** start of Data shown **

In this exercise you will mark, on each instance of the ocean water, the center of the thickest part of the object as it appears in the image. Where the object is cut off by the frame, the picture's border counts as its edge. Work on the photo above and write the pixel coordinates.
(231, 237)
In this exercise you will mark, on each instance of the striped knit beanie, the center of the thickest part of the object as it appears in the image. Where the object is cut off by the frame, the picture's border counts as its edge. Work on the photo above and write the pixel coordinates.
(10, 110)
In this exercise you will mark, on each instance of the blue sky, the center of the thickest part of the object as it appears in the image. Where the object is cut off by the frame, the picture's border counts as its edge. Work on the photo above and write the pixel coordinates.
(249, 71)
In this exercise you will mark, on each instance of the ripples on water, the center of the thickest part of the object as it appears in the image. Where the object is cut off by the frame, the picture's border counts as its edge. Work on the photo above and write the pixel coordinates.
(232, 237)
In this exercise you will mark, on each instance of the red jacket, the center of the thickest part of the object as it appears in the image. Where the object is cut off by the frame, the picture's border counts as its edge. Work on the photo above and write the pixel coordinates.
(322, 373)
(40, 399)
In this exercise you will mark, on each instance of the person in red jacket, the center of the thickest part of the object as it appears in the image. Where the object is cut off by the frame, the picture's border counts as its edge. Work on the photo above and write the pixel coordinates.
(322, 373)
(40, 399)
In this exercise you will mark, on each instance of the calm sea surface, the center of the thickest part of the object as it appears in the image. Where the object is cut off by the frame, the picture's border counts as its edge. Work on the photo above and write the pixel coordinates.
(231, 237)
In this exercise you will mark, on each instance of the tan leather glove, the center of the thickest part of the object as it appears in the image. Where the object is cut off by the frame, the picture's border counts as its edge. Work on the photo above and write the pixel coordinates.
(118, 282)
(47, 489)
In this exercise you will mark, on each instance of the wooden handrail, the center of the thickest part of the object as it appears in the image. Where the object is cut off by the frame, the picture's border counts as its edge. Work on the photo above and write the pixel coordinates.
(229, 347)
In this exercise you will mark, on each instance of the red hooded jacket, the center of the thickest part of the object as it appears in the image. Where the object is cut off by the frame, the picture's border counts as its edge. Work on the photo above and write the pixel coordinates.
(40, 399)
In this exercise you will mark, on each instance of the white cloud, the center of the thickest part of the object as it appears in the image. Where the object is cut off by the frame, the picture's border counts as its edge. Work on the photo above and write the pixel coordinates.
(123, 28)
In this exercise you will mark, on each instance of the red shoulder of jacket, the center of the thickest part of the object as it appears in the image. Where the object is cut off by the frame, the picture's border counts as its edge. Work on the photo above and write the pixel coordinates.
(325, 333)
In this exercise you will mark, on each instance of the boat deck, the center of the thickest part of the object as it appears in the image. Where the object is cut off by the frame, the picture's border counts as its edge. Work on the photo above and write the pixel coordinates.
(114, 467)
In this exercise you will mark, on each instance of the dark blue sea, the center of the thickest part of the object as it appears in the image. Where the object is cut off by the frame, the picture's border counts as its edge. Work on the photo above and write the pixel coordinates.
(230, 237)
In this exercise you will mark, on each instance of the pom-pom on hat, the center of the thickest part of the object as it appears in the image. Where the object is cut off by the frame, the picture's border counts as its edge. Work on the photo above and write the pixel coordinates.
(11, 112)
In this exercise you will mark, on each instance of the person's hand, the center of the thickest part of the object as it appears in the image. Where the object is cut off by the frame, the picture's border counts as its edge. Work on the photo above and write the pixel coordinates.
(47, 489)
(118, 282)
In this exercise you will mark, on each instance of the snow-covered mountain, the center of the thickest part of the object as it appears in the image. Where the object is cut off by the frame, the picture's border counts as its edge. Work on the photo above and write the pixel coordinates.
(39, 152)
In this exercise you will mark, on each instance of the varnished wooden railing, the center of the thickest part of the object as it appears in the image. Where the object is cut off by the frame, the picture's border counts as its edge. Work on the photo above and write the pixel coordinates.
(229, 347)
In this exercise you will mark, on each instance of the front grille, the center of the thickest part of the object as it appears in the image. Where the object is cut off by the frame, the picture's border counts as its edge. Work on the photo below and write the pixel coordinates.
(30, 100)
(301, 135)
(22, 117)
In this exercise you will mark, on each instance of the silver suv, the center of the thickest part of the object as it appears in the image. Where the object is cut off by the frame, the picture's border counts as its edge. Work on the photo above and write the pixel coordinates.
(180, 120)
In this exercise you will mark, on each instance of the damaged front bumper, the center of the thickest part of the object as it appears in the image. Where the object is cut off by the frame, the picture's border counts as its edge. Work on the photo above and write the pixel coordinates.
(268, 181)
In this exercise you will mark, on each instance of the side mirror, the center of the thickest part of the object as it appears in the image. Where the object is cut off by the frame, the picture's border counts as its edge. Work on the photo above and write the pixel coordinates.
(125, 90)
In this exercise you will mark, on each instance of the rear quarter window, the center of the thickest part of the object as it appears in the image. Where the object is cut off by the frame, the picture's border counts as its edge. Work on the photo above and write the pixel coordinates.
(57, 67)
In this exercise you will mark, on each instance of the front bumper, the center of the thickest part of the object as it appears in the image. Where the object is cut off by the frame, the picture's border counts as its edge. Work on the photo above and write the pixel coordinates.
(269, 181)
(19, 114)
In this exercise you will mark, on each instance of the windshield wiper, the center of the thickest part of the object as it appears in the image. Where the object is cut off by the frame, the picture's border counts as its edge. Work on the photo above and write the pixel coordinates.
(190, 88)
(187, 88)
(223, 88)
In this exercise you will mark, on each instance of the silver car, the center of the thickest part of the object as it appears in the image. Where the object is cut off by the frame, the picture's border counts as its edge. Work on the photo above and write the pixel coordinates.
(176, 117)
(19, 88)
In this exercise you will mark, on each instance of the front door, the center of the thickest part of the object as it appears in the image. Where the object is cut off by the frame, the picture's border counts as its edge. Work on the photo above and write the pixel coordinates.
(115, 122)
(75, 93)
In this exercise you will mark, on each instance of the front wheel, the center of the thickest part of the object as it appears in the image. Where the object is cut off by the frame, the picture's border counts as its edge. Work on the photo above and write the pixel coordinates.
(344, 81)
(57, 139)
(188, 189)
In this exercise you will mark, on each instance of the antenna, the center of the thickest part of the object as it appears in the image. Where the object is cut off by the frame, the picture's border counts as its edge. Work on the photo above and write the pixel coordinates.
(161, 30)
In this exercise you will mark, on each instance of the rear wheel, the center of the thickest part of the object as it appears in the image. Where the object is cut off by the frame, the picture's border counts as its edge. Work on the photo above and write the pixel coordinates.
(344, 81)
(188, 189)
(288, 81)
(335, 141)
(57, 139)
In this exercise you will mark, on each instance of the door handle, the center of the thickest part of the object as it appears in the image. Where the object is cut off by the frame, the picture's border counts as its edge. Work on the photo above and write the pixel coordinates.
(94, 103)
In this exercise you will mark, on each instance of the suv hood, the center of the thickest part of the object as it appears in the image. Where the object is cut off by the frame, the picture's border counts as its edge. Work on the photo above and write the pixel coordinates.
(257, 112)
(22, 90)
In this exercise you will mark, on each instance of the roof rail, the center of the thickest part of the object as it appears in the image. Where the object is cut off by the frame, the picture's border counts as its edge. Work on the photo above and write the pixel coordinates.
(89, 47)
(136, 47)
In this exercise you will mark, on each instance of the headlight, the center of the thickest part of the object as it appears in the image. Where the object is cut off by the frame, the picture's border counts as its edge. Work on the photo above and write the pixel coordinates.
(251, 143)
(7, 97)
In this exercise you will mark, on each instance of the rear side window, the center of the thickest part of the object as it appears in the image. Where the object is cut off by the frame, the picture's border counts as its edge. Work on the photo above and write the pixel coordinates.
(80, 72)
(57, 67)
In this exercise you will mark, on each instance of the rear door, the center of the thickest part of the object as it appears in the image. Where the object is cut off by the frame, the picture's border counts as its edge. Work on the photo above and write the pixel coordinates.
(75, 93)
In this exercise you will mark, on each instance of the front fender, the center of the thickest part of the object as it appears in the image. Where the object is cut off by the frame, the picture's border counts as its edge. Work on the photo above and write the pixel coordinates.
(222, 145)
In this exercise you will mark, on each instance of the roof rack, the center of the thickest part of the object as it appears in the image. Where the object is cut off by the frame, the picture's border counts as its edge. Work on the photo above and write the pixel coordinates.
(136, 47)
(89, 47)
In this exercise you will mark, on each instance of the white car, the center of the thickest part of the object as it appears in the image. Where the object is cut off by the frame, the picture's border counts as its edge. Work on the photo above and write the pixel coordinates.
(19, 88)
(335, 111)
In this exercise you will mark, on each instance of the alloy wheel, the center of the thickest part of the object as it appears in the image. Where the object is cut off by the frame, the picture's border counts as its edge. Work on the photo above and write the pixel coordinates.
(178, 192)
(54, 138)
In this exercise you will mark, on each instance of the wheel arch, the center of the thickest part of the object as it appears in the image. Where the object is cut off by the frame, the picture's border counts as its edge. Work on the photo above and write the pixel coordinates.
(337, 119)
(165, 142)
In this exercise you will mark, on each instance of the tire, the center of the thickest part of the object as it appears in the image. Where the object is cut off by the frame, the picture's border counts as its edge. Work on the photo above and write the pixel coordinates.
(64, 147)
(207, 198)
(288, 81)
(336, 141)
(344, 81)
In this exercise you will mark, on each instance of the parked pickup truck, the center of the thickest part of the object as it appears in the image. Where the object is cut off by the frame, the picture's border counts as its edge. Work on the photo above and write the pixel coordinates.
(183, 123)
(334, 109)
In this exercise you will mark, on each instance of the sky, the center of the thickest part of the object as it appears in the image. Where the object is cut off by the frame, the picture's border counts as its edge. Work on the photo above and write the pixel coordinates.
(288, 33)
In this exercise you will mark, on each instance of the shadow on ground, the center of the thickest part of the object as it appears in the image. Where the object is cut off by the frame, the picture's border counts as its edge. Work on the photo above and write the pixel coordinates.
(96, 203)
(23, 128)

** end of Data shown **

**Task statement**
Lines from the one containing "the tire, the" through the final line are to be given again verbatim, with nothing before or after.

**Exercise response**
In this exercise you will mark, on each instance of the tire, the center of the thickest part of the object as it appears in the image. Where the object is cut off by the frame, the picture's border counts as its edge. Work on the photo above and write the pixel coordinates.
(64, 147)
(207, 198)
(288, 81)
(336, 141)
(344, 81)
In this exercise you will mark, on each instance of the parked pickup truck, the center of the thickest part of the object as it appears in the image. Where the object is cut off by the frame, the picture's border counts as its edge. Work on the photo above and write the pixel coordinates.
(183, 123)
(334, 109)
In this exercise you will mark, on each instance of the sky, the center of the thickest part of the object as it appears in the image. Where the object is cut off by the frame, the picture's border counts as its edge. Work on the photo above and write the pixel coordinates.
(288, 33)
In this exercise you will mark, on each instance of the shadow on ground, the center of the thickest part of the object as it appears in the image. Where the object is cut off by the frame, the picture's border counts as its edge. Work on the photo above and write the pixel coordinates.
(96, 203)
(23, 128)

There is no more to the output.